>> START Data

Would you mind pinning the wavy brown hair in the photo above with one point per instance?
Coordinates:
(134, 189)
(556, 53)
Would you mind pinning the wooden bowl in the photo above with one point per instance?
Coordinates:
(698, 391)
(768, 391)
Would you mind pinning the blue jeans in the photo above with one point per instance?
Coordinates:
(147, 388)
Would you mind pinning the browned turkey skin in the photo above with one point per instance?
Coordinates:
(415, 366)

>> END Data
>> START Data

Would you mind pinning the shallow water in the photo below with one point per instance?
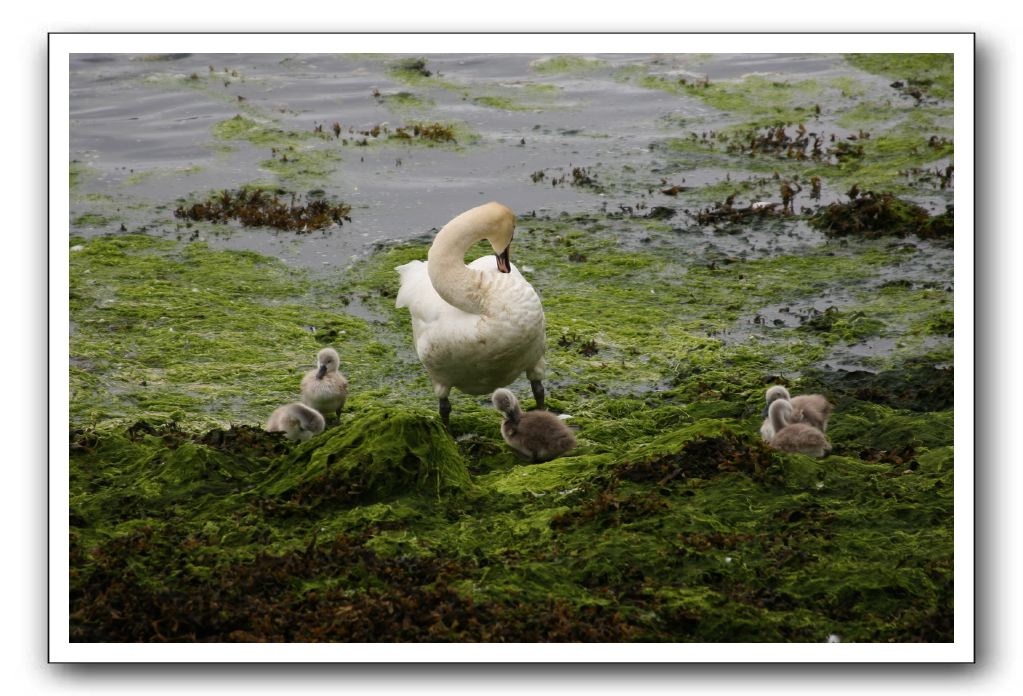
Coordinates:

>> END Data

• [Set problem]
Extract every line above that contains the string "photo", treating uppercase and lowercase as distinct.

• [The response]
Would you mind pinning the wavy brown hair in the photo above with one point per instance?
Would you mind pinning the wooden bowl in the photo above with one point per instance?
Would you mind pinning the blue jeans in the photo above with one point per instance?
Would you mind pinning the browned turkey skin in the photo above with one point per instance?
Would you mind pinning the shallow water in the photo below with one point per instance?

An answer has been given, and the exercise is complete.